[Records of labeled boxes]
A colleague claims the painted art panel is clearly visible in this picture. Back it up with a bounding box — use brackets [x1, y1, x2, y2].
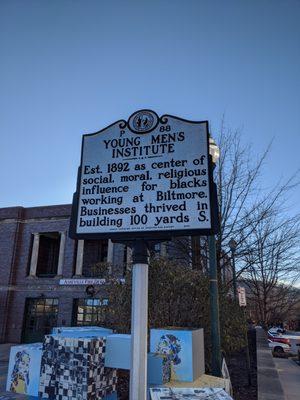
[6, 343, 42, 396]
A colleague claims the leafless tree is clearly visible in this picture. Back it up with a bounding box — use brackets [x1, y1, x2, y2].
[242, 215, 300, 326]
[170, 121, 298, 282]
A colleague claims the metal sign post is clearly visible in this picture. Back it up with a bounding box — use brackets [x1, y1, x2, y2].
[129, 240, 148, 400]
[69, 110, 218, 400]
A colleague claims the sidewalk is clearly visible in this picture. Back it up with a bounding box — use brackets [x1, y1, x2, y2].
[274, 358, 300, 400]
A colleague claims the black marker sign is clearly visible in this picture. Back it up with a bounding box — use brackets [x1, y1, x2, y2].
[70, 110, 217, 239]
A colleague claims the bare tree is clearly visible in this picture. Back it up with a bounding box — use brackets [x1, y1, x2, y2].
[170, 121, 298, 284]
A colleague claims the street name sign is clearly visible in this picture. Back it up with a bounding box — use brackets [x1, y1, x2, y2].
[70, 110, 216, 239]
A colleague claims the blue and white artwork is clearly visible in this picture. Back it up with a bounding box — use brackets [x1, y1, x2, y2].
[6, 343, 42, 396]
[150, 328, 204, 382]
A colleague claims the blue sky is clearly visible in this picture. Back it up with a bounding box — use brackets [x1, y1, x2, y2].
[0, 0, 300, 211]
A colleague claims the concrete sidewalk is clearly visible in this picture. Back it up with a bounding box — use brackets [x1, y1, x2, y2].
[274, 358, 300, 400]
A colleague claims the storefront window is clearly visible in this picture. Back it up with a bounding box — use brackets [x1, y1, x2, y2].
[23, 298, 58, 343]
[74, 299, 108, 326]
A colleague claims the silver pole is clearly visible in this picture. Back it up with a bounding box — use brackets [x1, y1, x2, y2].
[129, 241, 148, 400]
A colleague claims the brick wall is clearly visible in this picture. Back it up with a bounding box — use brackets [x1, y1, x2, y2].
[0, 205, 124, 343]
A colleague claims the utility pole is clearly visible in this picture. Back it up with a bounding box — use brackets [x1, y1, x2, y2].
[208, 235, 222, 377]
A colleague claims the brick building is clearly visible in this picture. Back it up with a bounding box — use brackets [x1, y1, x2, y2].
[0, 204, 216, 343]
[0, 205, 150, 342]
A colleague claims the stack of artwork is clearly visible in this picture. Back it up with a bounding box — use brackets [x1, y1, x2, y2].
[150, 328, 205, 382]
[39, 335, 117, 400]
[6, 343, 43, 396]
[7, 327, 221, 400]
[6, 327, 117, 400]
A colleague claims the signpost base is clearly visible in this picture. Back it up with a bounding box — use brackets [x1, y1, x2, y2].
[129, 240, 149, 400]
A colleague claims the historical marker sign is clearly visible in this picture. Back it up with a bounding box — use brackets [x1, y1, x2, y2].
[238, 286, 247, 307]
[70, 110, 215, 239]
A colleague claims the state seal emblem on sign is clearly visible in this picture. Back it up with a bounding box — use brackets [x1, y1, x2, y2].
[128, 110, 159, 134]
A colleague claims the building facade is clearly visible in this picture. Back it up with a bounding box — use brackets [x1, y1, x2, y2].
[0, 205, 138, 343]
[0, 204, 213, 343]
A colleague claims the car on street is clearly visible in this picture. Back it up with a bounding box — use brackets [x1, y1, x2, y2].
[268, 339, 291, 356]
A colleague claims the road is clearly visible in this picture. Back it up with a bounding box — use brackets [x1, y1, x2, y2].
[274, 358, 300, 400]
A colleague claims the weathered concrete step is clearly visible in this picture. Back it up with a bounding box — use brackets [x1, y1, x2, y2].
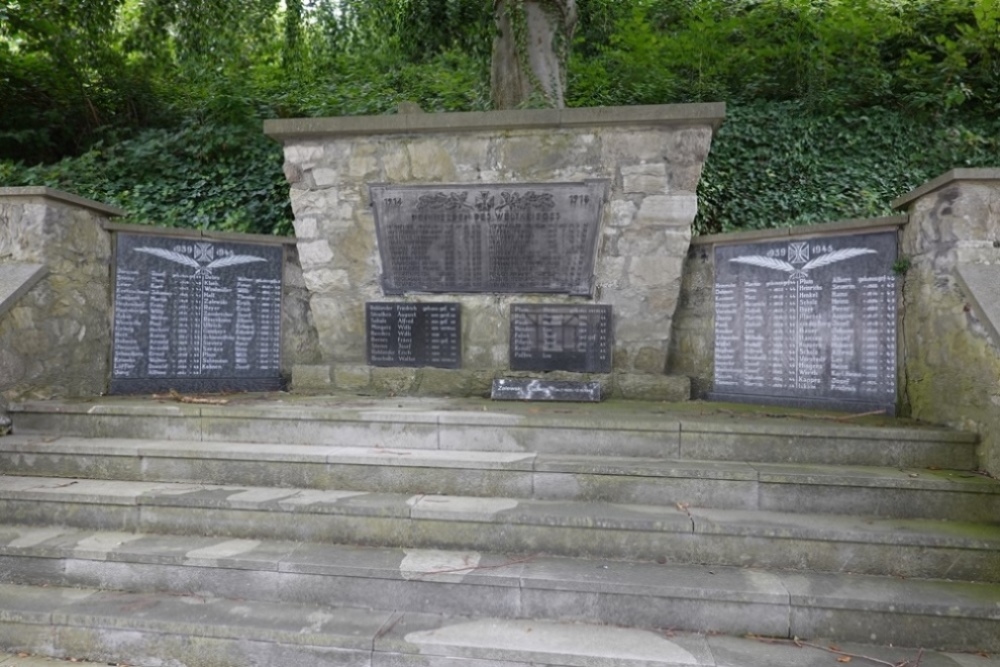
[0, 636, 1000, 667]
[0, 476, 1000, 581]
[10, 395, 977, 470]
[0, 552, 1000, 665]
[0, 526, 1000, 650]
[0, 434, 1000, 522]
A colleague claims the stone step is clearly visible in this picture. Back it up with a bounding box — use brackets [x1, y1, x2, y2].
[0, 476, 1000, 582]
[0, 434, 1000, 522]
[10, 395, 977, 470]
[0, 525, 1000, 650]
[0, 602, 1000, 667]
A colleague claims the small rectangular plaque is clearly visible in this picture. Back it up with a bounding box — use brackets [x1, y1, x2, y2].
[371, 180, 608, 295]
[510, 304, 614, 373]
[365, 302, 462, 368]
[110, 233, 284, 394]
[490, 378, 601, 403]
[710, 232, 898, 412]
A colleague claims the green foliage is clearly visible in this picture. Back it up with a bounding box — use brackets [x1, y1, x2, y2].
[695, 102, 1000, 234]
[0, 0, 1000, 233]
[0, 124, 291, 234]
[570, 0, 1000, 113]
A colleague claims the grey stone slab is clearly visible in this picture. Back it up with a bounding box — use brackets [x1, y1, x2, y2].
[679, 431, 976, 470]
[0, 262, 48, 317]
[692, 508, 1000, 581]
[785, 573, 1000, 651]
[440, 423, 678, 458]
[0, 584, 94, 625]
[56, 627, 371, 667]
[61, 559, 286, 603]
[0, 653, 107, 667]
[706, 636, 980, 667]
[375, 614, 711, 667]
[0, 556, 65, 588]
[535, 470, 758, 507]
[202, 416, 438, 449]
[523, 560, 789, 634]
[952, 264, 1000, 345]
[281, 544, 524, 588]
[52, 591, 389, 650]
[11, 410, 201, 440]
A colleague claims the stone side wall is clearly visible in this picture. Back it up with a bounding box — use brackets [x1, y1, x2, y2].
[0, 188, 319, 410]
[893, 169, 1000, 475]
[0, 188, 121, 408]
[667, 216, 906, 398]
[265, 105, 724, 398]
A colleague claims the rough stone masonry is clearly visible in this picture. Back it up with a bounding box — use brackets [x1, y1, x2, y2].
[264, 104, 725, 400]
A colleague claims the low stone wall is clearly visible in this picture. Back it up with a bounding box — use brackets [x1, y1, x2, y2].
[265, 104, 724, 398]
[0, 187, 122, 408]
[0, 187, 319, 409]
[893, 169, 1000, 475]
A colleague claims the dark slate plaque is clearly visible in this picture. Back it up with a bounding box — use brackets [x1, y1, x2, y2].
[510, 304, 614, 373]
[490, 378, 601, 403]
[365, 302, 462, 368]
[711, 232, 897, 412]
[371, 180, 608, 295]
[110, 233, 284, 394]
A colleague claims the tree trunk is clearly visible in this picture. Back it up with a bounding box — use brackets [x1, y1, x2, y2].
[490, 0, 576, 109]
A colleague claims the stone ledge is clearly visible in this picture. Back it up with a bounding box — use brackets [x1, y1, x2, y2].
[0, 186, 125, 216]
[691, 215, 909, 245]
[292, 364, 691, 402]
[0, 264, 48, 316]
[889, 168, 1000, 208]
[264, 102, 726, 141]
[107, 222, 298, 245]
[956, 264, 1000, 346]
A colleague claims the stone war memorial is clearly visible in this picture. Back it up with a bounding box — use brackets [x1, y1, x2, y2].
[265, 104, 724, 400]
[0, 104, 1000, 667]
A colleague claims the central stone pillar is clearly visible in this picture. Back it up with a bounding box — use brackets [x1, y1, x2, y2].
[264, 104, 724, 398]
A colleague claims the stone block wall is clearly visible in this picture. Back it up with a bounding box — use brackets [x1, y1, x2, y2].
[0, 187, 122, 408]
[265, 104, 724, 395]
[0, 187, 319, 410]
[893, 169, 1000, 475]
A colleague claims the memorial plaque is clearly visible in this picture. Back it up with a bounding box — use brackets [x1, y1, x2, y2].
[111, 233, 284, 394]
[365, 302, 462, 368]
[490, 378, 601, 403]
[710, 232, 897, 412]
[371, 180, 608, 295]
[510, 304, 614, 373]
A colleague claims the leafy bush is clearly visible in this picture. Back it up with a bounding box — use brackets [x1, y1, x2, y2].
[0, 124, 292, 235]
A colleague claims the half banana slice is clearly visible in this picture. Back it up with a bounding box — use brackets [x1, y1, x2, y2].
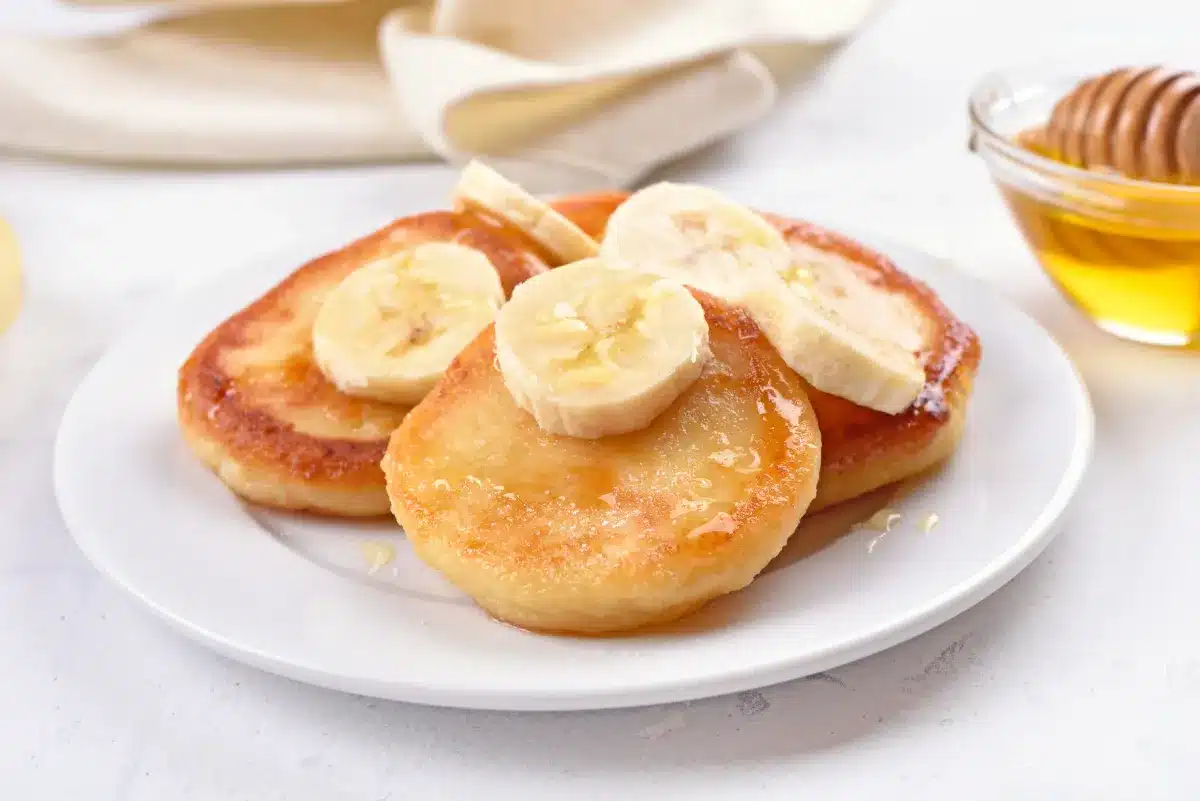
[452, 161, 599, 264]
[312, 242, 504, 405]
[601, 183, 925, 414]
[496, 258, 710, 439]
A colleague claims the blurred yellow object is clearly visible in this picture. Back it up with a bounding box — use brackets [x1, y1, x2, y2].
[0, 219, 20, 333]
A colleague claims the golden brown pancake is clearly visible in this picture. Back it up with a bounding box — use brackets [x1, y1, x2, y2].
[554, 192, 980, 511]
[178, 211, 547, 517]
[179, 192, 979, 516]
[384, 290, 821, 633]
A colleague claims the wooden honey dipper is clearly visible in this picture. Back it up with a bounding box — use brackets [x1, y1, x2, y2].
[1031, 67, 1200, 185]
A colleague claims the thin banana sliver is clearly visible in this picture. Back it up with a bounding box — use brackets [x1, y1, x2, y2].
[0, 219, 20, 333]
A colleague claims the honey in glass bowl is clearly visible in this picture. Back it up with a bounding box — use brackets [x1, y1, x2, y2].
[971, 53, 1200, 345]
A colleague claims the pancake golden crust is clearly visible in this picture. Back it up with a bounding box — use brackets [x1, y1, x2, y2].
[178, 211, 547, 516]
[554, 192, 980, 511]
[384, 291, 821, 633]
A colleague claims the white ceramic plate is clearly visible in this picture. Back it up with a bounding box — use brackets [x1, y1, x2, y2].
[55, 226, 1092, 710]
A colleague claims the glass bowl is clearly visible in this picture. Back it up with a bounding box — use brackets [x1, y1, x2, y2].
[968, 44, 1200, 347]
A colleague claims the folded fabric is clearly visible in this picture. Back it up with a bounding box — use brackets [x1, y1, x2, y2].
[0, 0, 875, 191]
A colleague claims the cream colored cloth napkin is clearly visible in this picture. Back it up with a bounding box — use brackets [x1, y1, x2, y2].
[0, 0, 876, 191]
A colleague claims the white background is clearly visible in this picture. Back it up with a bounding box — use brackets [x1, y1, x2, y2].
[0, 0, 1200, 801]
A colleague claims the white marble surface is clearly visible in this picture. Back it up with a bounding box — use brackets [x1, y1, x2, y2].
[0, 0, 1200, 801]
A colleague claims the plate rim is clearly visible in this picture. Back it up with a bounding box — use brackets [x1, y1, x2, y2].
[53, 227, 1096, 711]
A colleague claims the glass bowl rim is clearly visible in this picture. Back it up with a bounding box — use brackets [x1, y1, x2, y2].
[967, 59, 1200, 203]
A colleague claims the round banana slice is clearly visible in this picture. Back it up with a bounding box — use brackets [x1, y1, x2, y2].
[600, 183, 925, 414]
[454, 161, 599, 264]
[600, 182, 792, 301]
[496, 258, 709, 439]
[312, 242, 504, 405]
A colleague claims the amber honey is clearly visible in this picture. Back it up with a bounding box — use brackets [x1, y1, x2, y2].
[1001, 131, 1200, 345]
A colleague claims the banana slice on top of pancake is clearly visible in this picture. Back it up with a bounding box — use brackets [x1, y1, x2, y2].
[454, 161, 599, 264]
[312, 242, 504, 405]
[496, 258, 709, 439]
[601, 182, 925, 414]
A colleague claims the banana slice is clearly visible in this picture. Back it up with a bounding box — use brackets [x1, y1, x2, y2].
[0, 219, 20, 333]
[600, 182, 792, 300]
[600, 182, 925, 414]
[454, 161, 599, 264]
[312, 242, 504, 405]
[496, 258, 710, 439]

__Given problem__:
Reproduce the lines of the records above without any change, beginning with the line that contains "A colleague claims the storefront" and ending with the line that contains "[0, 205, 150, 342]", both included.

__Right answer__:
A colleague claims the storefront window is clearly visible in this picture. Back it up with a bounding box — use brackets [x1, y1, x2, y2].
[23, 298, 58, 343]
[74, 299, 108, 326]
A colleague claims the silver pole is clearly visible in this picture. Back it up with a bounding box — use brackets [x1, y1, x2, y2].
[129, 241, 148, 400]
A colleague claims the brick wall is clearly visible in this picture. Back it up with a bounding box — use brackets [x1, y1, x2, y2].
[0, 205, 124, 343]
A colleague claims the utility pole is clearly visible in this picture. Back it up with a bounding box — use brackets [x1, y1, x2, y2].
[208, 235, 222, 377]
A colleague claims the brick building is clearly visible in this picture. Back it up with a bounding box — use brackets [x1, y1, x2, y2].
[0, 204, 216, 343]
[0, 205, 150, 342]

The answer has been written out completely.